ROWS:
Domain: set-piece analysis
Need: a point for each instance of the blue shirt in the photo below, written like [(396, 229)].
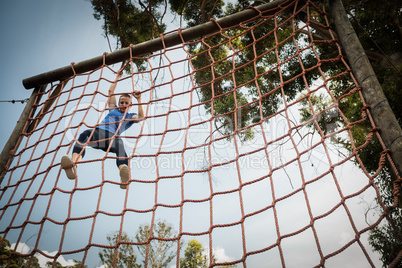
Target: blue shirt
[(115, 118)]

---

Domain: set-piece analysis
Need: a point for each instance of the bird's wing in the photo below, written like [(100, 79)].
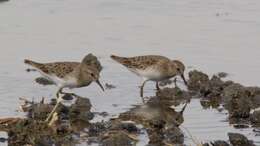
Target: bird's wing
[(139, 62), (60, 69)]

TASK GOAL:
Which lines in the items above contain the word "shirt", matching case exactly? Copy out each such line in full.

RESPONSE TO THE EXERCISE:
Need: a point for each instance of the blue shirt in the photo below, written like [(396, 229)].
Target: blue shirt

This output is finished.